**Document**
Enabled extensions: The extensions do not imply enabling/disabling any other extensions. It is often likely to be used in conjunction with either the NoFieldSelectors extension orDuplicateRecordFields.

The implementation of this proposal adds code to the compiler, but not a huge amount. Our prototype shows the essence of the parsing changes, which is the most complex part.

If this proposal becomes widely used then it is likely that all Haskell users would have to learn that a.b is a record field selection. Fortunately, given how popular this syntax is elsewhere, that is unlikely to surprise new users.

This proposal advocates a different style of writing Haskell records, which is distinct from the existing style. As such, it may lead to the bifurcation of Haskell styles, with some people preferring the lens approach, and some people preferring the syntax presented here. That is no doubt unfortunate, but hard to avoid - a.b really is ubiquitous in programming languages. We consider that any solution to the records problem must cause some level of divergence, but note that this mechanism (as distinct from some proposals) localises that divergence in the implementation of a module - users of the module will not know whether its internals used this extension or not.

The use of a.b with no spaces on either side can make it harder to write expressions that span multiple lines. To split over two lines it is possible to use the & function from Base or do either of:

(myexpression.field1.field2.field3
    ).field4.field5

let temp = myexpression.field1.field2.field3
in temp.field4.field5

Instead of this proposal, we could do any of the following:

  • Using the lens library. While lenses help both with accessors and overloaded names (e.g. makeFields), one still needs to use one of the techniques mentioned below (or similar) to work around the problem of duplicate name selectors. In addition, lens-based syntax is more verbose, e.g. f $ record ^. field instead of possible f record.field. More importantly, while the concept of lenses is very powerful, that power can be complex to use, and for many projects that complexity is undesirable. In many ways lenses let you abstract over record fields, but Haskell has neglected the “unabstracted” case of concrete fields. Moreover, as it has been previously mentioned, this proposal is orthogonal to lens and can actually benefit lens users.

**Data for this exercise**
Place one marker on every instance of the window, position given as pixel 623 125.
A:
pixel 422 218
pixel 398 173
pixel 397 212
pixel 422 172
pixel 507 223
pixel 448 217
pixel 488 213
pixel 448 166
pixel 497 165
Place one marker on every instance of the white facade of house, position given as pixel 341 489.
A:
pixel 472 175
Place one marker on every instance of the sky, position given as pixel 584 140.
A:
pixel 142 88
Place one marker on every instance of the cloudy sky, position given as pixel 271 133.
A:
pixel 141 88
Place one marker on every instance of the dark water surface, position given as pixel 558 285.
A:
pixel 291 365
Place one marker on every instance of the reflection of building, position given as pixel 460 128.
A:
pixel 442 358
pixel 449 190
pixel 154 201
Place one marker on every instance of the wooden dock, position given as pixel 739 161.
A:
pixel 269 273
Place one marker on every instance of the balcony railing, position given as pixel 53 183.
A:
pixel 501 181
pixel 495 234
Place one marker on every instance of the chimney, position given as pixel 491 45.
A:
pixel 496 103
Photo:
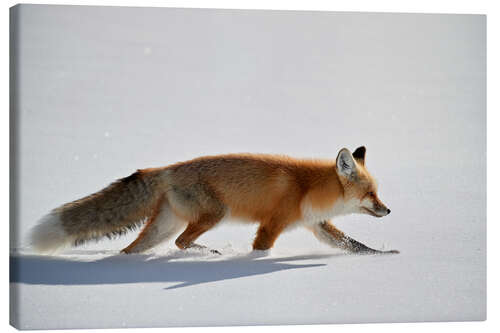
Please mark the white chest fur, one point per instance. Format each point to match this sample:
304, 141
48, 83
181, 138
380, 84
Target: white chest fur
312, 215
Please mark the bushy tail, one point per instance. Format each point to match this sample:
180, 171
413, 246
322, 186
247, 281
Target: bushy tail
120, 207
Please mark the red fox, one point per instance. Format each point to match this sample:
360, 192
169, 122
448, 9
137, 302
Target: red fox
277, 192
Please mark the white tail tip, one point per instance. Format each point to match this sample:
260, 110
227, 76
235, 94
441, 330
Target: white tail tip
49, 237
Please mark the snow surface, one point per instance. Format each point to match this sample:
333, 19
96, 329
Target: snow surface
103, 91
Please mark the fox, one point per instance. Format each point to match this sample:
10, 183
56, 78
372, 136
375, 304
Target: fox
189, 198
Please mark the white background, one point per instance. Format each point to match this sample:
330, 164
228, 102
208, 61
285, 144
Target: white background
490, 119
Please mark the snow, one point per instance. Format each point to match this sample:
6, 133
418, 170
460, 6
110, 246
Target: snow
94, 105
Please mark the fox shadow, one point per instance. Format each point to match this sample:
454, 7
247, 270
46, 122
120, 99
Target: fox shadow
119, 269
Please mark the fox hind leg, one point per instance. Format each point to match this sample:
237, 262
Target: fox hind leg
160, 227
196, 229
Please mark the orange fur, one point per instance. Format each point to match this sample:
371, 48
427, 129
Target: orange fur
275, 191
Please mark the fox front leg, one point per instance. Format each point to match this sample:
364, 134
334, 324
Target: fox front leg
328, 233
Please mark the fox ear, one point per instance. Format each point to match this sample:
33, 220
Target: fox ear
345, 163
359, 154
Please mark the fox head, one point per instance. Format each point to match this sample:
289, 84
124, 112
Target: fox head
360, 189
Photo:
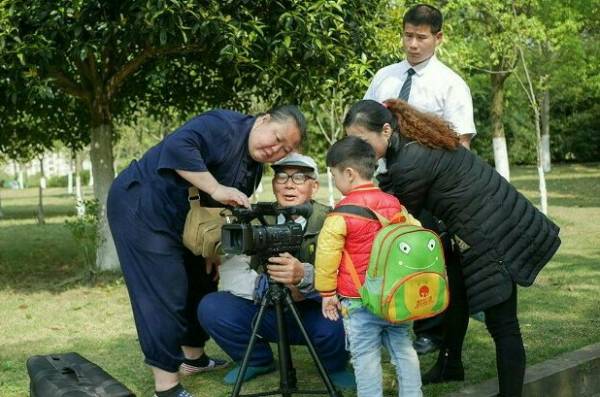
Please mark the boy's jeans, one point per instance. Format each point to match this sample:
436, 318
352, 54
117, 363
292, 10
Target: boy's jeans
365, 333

--

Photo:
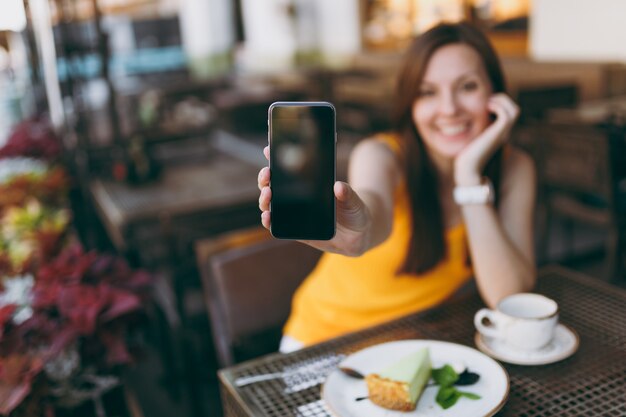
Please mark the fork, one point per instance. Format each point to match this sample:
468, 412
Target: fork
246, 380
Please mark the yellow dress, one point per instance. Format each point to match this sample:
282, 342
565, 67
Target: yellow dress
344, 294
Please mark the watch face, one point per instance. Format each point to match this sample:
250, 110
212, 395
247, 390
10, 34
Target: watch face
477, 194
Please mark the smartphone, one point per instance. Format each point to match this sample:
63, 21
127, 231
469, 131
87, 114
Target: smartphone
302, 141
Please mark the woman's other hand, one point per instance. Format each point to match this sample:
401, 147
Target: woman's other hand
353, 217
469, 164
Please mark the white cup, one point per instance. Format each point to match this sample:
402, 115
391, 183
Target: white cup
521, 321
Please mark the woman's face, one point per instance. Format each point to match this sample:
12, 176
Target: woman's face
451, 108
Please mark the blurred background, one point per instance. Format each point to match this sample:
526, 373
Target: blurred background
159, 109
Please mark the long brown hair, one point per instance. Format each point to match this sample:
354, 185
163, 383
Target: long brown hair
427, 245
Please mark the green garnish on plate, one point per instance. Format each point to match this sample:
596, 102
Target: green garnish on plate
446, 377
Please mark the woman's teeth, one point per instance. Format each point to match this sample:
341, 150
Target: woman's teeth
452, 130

**Required work**
1 - In the passage on Haskell record syntax, rewrite the part starting with "Enabled extensions: The" and going on through "surprise new users.", putting "design" in place of "proposal".
2 - Output the records, starting with the line with "Place one marker on every instance of the window, position" and going on through the line with "pixel 142 88", as a two-column CSV with the columns record_text and answer. Give one row per record, holding its text and its answer, with each value in a single quoted field, line breaks turned into spaces, and nothing else included.

**Outputs in order**
1 -
Enabled extensions: The extensions do not imply enabling/disabling any other extensions. It is often likely to be used in conjunction with either the NoFieldSelectors extension orDuplicateRecordFields.

The implementation of this design adds code to the compiler, but not a huge amount. Our prototype shows the essence of the parsing changes, which is the most complex part.

If this design becomes widely used then it is likely that all Haskell users would have to learn that a.b is a record field selection. Fortunately, given how popular this syntax is elsewhere, that is unlikely to surprise new users.

2 -
record_text,answer
"Place one marker on every instance of the window, position given as pixel 623 125. A:","pixel 422 218 pixel 398 173 pixel 397 212 pixel 422 172 pixel 507 223 pixel 448 217 pixel 488 213 pixel 448 166 pixel 497 165"
"Place one marker on every instance of the white facade of house, position given as pixel 341 489. A:","pixel 472 175"
"Place one marker on every instance of the sky, position given as pixel 584 140. A:","pixel 142 88"